**Material for this task**
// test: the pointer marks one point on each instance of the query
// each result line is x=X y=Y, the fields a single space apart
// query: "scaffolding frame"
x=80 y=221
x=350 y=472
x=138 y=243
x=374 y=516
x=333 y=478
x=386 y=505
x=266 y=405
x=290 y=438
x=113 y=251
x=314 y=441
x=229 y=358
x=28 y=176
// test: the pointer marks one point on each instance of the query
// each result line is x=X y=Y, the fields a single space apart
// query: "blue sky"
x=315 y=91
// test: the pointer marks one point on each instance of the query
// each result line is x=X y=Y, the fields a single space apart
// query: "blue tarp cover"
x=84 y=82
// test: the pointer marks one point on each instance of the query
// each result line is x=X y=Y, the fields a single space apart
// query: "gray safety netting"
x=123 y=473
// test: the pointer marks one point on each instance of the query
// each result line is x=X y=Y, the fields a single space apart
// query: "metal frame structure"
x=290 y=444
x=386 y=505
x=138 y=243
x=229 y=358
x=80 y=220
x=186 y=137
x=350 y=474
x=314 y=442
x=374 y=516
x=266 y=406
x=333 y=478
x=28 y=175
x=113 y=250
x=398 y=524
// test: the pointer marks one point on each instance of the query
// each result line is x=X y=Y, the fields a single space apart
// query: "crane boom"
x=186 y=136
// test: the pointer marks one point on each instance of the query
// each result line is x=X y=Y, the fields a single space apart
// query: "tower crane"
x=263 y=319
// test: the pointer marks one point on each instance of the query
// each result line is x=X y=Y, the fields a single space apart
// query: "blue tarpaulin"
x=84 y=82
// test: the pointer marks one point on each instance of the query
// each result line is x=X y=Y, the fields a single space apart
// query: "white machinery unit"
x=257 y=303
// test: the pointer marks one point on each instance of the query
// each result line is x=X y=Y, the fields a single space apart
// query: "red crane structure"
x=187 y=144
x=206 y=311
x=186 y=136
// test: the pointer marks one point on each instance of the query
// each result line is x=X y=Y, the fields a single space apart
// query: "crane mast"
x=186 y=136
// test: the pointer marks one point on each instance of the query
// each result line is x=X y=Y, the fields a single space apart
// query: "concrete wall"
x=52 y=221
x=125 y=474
---
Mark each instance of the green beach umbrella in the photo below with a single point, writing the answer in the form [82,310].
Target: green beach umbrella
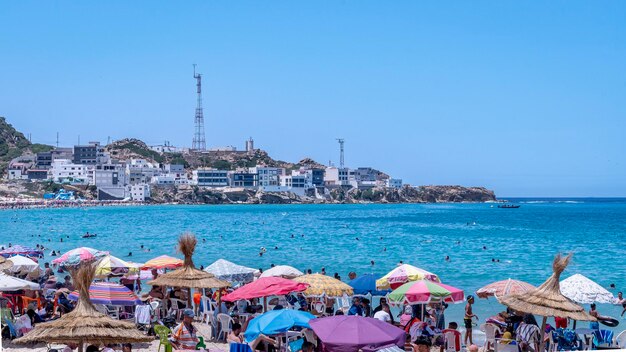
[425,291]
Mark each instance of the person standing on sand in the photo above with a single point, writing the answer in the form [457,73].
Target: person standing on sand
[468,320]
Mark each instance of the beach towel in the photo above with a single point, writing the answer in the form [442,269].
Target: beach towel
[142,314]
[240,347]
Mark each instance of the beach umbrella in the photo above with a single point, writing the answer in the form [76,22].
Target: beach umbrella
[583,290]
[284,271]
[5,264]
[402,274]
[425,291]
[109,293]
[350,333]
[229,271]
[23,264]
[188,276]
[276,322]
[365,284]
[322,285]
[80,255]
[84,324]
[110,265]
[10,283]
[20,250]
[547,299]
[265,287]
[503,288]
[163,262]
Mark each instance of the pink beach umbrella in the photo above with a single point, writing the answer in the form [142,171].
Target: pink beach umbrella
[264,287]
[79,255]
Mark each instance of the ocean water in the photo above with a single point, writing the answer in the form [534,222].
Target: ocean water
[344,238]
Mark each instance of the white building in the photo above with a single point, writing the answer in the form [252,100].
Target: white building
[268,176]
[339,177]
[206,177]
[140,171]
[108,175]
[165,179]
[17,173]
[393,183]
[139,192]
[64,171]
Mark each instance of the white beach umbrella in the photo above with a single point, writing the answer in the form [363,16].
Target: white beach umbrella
* * *
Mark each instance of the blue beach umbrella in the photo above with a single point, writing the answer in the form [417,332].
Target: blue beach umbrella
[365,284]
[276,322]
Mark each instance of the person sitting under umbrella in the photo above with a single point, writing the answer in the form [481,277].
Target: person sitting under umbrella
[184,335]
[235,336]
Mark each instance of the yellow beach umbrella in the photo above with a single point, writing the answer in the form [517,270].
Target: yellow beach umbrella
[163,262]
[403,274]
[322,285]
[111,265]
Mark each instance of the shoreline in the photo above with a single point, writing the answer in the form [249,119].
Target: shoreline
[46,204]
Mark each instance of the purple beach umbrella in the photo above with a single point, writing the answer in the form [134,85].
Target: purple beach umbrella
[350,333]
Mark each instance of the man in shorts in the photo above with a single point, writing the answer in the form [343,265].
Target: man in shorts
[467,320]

**What the task asks**
Where the listing above has a line with "Target: pink beach umbrella", start there, and output every line exactly through the line with "Target: white beach umbrella", which is also included.

**Problem solution**
Target: pink beach umbrella
[264,287]
[79,255]
Mark each instance of the ocean water in the photo above with a single point, writing the answer in the form [534,222].
Target: ocean water
[344,238]
Mark each instance of the white building in the photo above with a single point, writing the answer in the form [252,100].
Target: white building
[268,176]
[339,177]
[206,177]
[140,171]
[108,175]
[165,179]
[17,173]
[393,183]
[139,192]
[64,171]
Mark each instance of the white beach umbrella in the photo above with a single point, writing the answer in the form [363,16].
Target: white beach umbrella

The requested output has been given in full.